Repeat the stretch of entries below from the line with "223V239L372 240L370 228L381" through the line with "positive clicks: (419, 155)". Include both ends and add nothing.
★ ★ ★ ★ ★
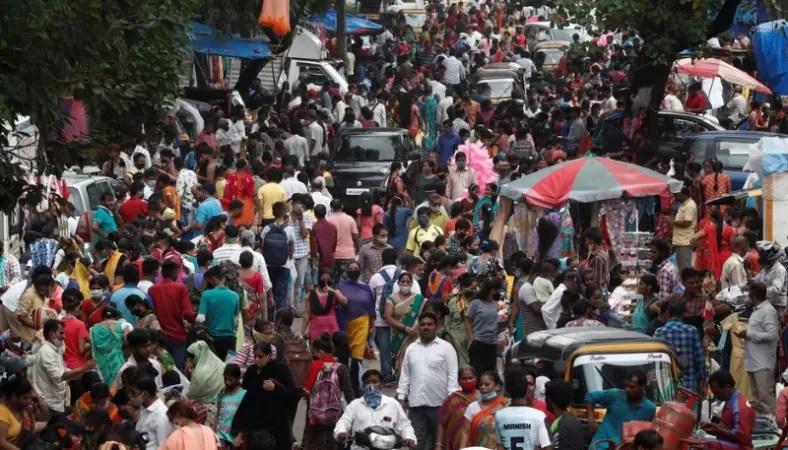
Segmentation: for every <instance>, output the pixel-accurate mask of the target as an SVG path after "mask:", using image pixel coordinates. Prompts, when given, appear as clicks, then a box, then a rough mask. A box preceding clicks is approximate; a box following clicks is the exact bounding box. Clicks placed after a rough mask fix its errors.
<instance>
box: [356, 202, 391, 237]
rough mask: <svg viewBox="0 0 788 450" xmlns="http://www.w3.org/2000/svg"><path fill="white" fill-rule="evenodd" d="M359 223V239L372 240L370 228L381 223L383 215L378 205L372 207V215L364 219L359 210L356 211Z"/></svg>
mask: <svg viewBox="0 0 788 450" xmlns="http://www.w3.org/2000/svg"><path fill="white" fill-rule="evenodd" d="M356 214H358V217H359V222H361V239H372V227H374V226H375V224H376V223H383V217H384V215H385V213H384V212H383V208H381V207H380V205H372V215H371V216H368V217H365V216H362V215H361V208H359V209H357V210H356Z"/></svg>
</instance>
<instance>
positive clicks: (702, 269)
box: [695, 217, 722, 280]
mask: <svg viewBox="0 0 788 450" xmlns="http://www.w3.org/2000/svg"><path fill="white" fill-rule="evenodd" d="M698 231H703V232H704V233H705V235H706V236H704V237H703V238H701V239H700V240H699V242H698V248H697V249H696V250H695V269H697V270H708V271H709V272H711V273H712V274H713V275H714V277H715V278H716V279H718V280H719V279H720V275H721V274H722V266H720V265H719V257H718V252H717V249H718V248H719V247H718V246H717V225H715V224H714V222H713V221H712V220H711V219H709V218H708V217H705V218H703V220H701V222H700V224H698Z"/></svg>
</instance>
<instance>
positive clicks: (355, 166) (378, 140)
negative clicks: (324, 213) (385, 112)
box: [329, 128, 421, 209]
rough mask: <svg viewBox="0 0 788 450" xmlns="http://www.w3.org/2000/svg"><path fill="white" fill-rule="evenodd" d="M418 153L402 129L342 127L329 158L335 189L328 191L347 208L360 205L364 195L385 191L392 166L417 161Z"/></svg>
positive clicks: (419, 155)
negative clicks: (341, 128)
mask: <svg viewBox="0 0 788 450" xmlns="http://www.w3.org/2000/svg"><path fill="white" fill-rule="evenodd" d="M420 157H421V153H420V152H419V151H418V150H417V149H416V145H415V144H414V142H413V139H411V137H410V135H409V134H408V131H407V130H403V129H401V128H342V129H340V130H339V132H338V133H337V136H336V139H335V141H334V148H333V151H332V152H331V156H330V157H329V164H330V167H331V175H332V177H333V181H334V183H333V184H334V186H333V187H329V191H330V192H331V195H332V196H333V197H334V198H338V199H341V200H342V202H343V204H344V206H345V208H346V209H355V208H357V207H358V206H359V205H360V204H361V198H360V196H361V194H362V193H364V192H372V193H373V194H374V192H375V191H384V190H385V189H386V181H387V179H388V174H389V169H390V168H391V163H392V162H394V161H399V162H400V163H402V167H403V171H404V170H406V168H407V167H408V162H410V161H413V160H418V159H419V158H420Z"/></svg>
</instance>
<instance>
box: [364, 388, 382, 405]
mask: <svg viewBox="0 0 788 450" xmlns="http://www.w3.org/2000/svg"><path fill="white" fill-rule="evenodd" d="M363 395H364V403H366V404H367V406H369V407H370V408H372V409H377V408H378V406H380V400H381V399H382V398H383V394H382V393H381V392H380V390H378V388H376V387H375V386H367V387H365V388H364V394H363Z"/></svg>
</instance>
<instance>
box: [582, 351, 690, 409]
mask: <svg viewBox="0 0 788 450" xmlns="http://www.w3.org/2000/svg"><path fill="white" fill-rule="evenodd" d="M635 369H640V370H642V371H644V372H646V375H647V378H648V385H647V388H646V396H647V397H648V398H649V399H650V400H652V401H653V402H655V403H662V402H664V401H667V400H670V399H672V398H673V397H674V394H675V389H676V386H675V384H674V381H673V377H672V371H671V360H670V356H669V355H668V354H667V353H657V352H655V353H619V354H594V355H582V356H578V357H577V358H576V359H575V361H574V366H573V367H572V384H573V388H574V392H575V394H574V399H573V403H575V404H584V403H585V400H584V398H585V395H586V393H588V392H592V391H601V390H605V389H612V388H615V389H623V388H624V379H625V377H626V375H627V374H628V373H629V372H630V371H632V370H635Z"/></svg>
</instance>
★ ★ ★ ★ ★
◆ **Answer to this task**
rough mask: <svg viewBox="0 0 788 450" xmlns="http://www.w3.org/2000/svg"><path fill="white" fill-rule="evenodd" d="M359 223V239L372 240L370 228L381 223L383 215L378 205L372 207V215L364 219L359 210L356 211Z"/></svg>
mask: <svg viewBox="0 0 788 450" xmlns="http://www.w3.org/2000/svg"><path fill="white" fill-rule="evenodd" d="M356 214H358V217H359V222H361V239H372V227H374V226H375V224H376V223H383V217H384V215H385V213H384V212H383V208H381V207H380V205H372V215H371V216H368V217H365V216H362V215H361V208H359V209H357V210H356Z"/></svg>
</instance>
<instance>
positive clicks: (702, 269)
box: [695, 217, 722, 280]
mask: <svg viewBox="0 0 788 450" xmlns="http://www.w3.org/2000/svg"><path fill="white" fill-rule="evenodd" d="M698 231H703V232H704V233H705V235H706V236H704V237H703V238H701V239H700V240H699V242H698V248H697V249H696V250H695V269H697V270H708V271H709V272H711V273H712V274H713V275H714V277H715V278H716V279H718V280H719V279H720V275H721V274H722V266H720V265H719V257H718V252H717V249H718V248H719V247H718V246H717V225H715V224H714V222H713V221H712V220H711V219H709V218H708V217H705V218H703V220H701V222H700V224H698Z"/></svg>
</instance>
<instance>
positive clicks: (355, 166) (378, 140)
negative clicks: (324, 213) (385, 112)
box: [329, 128, 421, 209]
rough mask: <svg viewBox="0 0 788 450" xmlns="http://www.w3.org/2000/svg"><path fill="white" fill-rule="evenodd" d="M418 153L402 129L342 127L329 158L335 189L328 191L347 208L360 205L364 195L385 191L392 166L417 161Z"/></svg>
positive clicks: (419, 155)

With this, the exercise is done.